A partir de là, on comprend mieux le développement récent du « débat » sur l’ouverture des magasins le dimanche.
- Ca va créer des emplois
- Ca correspond à une demande des consommateurs
Laurent Fabius ne nous dit pas autre chose à propos des touristes. C’est un peu plus capillo-tracté, nonobstant sa calvitie, mais c’est la même rengaine: le touriste, contrairement aux apparences, ne vient pas visiter la France pour se détendre, aller à la plage ou en montagne, ou bien visiter des monuments, se cultiver dans un musée. Que nenni: il vient pour ACHETER. Et donc prenez un Chinois qui s’est tapé douze ou quinze heures d’avion pour atterrir un samedi, mettons à Toulouse, et bien le dimanche il n’a qu’une envie: aller faire des courses au « Carrefour » de Portet-sur-Garonne ou dans un « Gap » de centre-ville. Et là, flûte de flûte, pas possible, c’est fermé. Furieux, il reprend le premier avion dès le lundi.
Sauf que toute création nette d’emplois par l’addition généralisée d’un jour d’ouverture par semaine suppose, en toute logique, une progression, nette également, du chiffre d’affaires de l’ensemble des commerces de détail. Accroissement lui-même soutenu par une croissance des dépenses des ménages hors logement, transports, énergie, équipements durables, donc, de fait, une progression du pouvoir d’achat desdits ménages. Or il sera difficile de faire croire à quiconque que les fameuses nouvelles créations d’emploi dans le commerce de détail vont, à elles seules, générer ce surcroît de pouvoir d’achat. Ne serait-ce que si on considère les salaires octroyés dans la distribution.
Derrière cette offensive au nom de la création d’emplois et de la satisfaction d’une demande, l’une et l’autre franchement hypothétiques, il y a une réalité triviale: la grande distribution est confrontée, on l’a vu, à une baisse sensible de son chiffre d’affaires. Or, lorsqu’on s’appelle Carrefour ou Auchan et qu’on entend enregistrer de la croissance (et, comme tout un chacun, engraisser ses actionnaires chaque année un peu plus), il n’y a que deux solutions: soit augmenter le nombre des points de vente, soit augmenter le chiffre d’affaires par point de vente. La première solution est quasiment exclue, compte tenu de la saturation du territoire en termes de grandes surfaces commerciales. Reste la seconde qui demande, à nombre de jours d’ouverture constant, énormément d’imagination, d’investissements et, souvent, de temps (ré-agencement des magasins, diversification ou équilibrage de l’assortiment et, bien sûr, baisse des prix pour gagner sur les volumes) pour, au final, des gains relativement marginaux. Ouvrir un jour de plus, par contre, là c’est bingo, direct. Bingo, oui, mais pour Auchan, Leclerc, Carrefour, etc… pris individuellement. Car l’évolution du pouvoir d’achat étant ce qu’elle est, l’ouverture le dimanche opérera un déplacement dans le temps et l’espace du chiffre d’affaires de l’ensemble des acteurs, pas son accroissement net.

+++

- **Objectifs**
1. D'après le texte sur l'ouverture des magasins le dimanche, pourquoi la grande distribution ne peut-elle guère augmenter le nombre de ses points de vente ? Répondez en une à trois phrases.
2. Répondez brièvement à ces questions sur le texte sur l'ouverture des magasins le dimanche.
(a) Quels sont les deux arguments cités en tirets au début du texte ?
(b) Dans l'exemple du touriste chinois, dans quelle ville et quel jour atterrit-il ?
(c) Quelles deux enseignes sont nommées dans la phrase « lorsqu'on s'appelle ... et qu'on entend enregistrer de la croissance » ?
3. Rédigez la suite du texte sur l'ouverture des magasins le dimanche, en partant de sa dernière phrase.

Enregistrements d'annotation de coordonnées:
+++

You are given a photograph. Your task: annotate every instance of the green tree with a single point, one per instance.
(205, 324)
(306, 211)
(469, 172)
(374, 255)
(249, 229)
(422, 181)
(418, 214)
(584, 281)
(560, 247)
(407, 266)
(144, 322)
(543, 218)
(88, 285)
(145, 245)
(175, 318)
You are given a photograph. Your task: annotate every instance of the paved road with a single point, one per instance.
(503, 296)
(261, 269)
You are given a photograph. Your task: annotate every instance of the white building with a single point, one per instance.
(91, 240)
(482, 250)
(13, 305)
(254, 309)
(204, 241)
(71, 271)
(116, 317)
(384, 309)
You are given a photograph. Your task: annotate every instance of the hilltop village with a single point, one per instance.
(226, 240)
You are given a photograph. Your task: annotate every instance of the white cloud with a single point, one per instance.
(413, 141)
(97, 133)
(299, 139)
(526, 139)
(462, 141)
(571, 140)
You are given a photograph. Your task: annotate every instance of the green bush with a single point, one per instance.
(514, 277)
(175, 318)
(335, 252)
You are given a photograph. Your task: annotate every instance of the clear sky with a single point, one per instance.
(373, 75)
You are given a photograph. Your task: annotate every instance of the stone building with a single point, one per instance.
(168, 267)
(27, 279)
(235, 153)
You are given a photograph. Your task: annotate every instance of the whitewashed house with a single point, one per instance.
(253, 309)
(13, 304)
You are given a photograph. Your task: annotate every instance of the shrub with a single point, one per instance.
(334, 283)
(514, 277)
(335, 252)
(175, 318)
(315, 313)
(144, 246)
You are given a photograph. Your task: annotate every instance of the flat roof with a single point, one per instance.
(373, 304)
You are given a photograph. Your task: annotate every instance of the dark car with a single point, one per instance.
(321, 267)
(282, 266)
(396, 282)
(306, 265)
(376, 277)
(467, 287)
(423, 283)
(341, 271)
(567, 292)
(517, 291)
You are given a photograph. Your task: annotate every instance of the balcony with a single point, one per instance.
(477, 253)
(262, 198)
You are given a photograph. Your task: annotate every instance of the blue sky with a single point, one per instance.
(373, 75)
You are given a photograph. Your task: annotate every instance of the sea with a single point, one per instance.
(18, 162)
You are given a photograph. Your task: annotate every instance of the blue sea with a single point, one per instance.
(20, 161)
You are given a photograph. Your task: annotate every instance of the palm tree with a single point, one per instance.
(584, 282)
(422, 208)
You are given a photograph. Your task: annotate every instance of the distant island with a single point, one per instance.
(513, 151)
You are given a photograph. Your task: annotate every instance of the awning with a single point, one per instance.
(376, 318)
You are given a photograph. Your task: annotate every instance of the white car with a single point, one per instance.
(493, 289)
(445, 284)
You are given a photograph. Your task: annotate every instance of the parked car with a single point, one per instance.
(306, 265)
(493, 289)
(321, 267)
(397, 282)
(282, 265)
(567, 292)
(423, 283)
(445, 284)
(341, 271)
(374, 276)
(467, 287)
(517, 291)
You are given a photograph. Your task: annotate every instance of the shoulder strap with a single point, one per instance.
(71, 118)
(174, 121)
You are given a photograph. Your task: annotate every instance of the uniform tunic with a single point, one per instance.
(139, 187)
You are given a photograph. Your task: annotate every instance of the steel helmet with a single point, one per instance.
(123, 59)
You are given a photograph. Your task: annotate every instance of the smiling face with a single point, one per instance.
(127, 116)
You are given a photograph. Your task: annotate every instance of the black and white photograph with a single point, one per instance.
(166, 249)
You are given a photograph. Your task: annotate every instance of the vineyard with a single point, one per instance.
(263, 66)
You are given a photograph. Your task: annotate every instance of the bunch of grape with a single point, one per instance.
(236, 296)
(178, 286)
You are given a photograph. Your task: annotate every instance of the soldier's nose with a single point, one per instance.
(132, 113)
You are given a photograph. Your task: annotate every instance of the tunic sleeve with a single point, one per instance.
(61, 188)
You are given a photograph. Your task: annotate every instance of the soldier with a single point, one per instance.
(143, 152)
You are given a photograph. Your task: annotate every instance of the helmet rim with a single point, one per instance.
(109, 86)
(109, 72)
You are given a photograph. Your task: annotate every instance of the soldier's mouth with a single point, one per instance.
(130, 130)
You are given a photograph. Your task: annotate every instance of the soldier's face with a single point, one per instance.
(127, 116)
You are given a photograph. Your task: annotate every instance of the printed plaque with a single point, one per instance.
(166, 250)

+++

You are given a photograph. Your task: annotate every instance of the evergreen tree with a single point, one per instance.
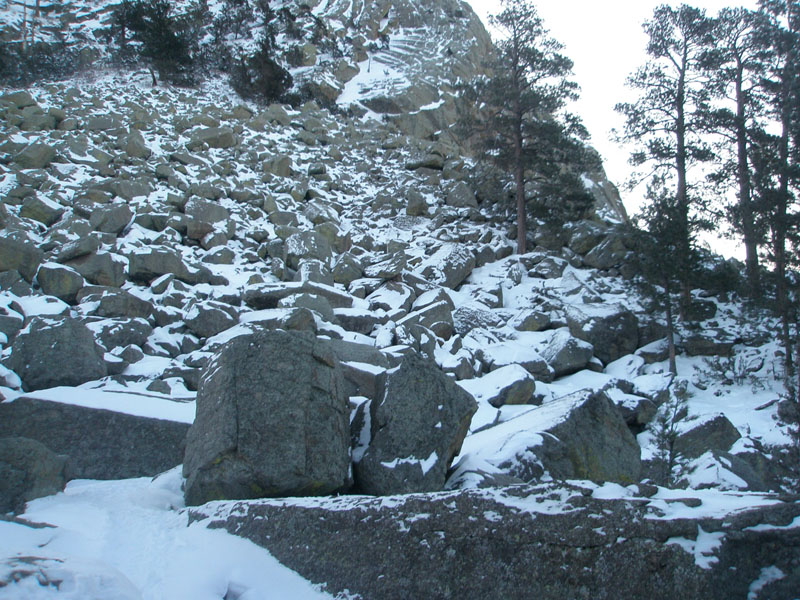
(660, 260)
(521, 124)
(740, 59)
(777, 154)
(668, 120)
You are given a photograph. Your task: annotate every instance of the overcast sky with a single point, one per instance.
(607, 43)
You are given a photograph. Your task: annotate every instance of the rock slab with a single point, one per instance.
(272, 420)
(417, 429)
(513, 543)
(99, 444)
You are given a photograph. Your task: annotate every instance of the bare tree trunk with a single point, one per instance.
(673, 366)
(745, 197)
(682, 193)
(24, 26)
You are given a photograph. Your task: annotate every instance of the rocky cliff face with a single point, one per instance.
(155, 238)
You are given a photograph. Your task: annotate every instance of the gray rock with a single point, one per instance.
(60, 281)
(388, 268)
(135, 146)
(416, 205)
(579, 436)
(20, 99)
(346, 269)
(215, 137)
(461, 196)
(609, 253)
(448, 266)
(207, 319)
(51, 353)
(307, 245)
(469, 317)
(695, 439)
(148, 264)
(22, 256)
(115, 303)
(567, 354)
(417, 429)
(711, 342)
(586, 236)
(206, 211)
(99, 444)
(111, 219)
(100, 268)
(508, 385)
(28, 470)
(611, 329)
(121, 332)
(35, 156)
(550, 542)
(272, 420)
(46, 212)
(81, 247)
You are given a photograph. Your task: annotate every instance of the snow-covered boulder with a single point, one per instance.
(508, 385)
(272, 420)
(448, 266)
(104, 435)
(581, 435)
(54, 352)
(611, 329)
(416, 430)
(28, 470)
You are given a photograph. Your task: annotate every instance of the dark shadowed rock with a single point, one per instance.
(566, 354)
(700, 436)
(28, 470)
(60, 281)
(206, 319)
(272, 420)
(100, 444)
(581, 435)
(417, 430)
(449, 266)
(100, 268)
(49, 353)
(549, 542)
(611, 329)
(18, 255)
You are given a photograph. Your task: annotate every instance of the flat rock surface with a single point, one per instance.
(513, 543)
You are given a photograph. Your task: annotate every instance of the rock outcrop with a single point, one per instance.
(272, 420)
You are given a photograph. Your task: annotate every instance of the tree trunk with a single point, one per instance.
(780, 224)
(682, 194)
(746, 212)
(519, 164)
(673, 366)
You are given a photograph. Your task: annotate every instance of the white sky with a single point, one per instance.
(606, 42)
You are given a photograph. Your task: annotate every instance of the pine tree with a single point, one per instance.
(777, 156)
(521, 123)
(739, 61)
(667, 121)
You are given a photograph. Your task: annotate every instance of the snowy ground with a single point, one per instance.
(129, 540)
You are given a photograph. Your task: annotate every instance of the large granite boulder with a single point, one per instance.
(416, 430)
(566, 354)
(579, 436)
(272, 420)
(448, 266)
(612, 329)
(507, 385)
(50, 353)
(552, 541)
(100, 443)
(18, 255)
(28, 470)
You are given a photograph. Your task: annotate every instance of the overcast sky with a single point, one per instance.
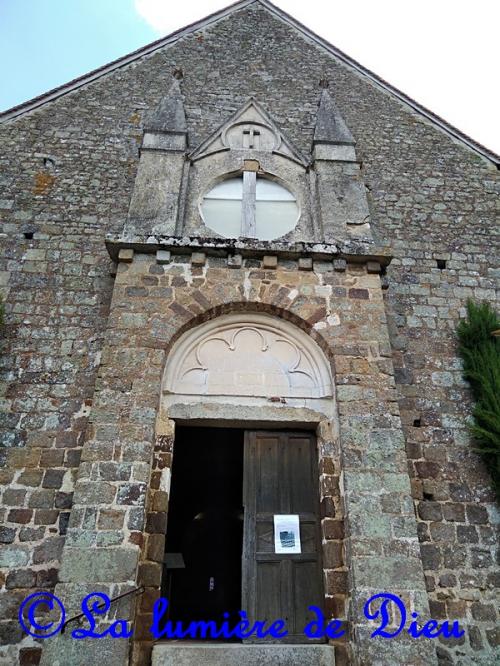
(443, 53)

+++

- **Résultats de l'exercice**
1. Cette solution est quasiment exclue parce que le territoire est saturé de grandes surfaces commerciales. Il ne reste donc que l'augmentation du chiffre d'affaires par point de vente.

2.
(a) L'ouverture le dimanche créerait des emplois et répondrait à une demande des consommateurs.
(b) Il atterrit à Toulouse, un samedi.
(c) Carrefour et Auchan.

3.
Autrement dit: chaque enseigne espère, dans son coin, faire mieux que les petits copains sur le nouveau « segment » du dimanche, qui par sa politique de prix et d’assortiment, qui par ses implantations dans des zones de chalandise plus profitables. Et donc accroître sa part d’un gâteau qui, au mieux, gardera la même taille. Au passage, ce jour d’ouverture supplémentaire accroîtra le rendement des actifs des distributeurs (immobilier, terrains), ce qui leur permettra d’afficher de meilleurs ratios de gestion. Et donc de ravir leurs banquiers.
Et le collectif, dans tout ça? Pas grand-chose sinon, bien sûr, un jour supplémentaire par semaine durant lequel circuleront camions et camionnettes de livraison, un jour supplémentaire durant lequel seront amenés à travailler les fournisseurs des distributeurs (sur la base du « volontariat », n’en doutons pas) – le tout, là encore, dans la perspective de conquête de parts de marché, un jeu à somme nulle. Enfin, un jour supplémentaire pour consommer ou travailler, plutôt que s’amuser, réfléchir ou échanger entre humains.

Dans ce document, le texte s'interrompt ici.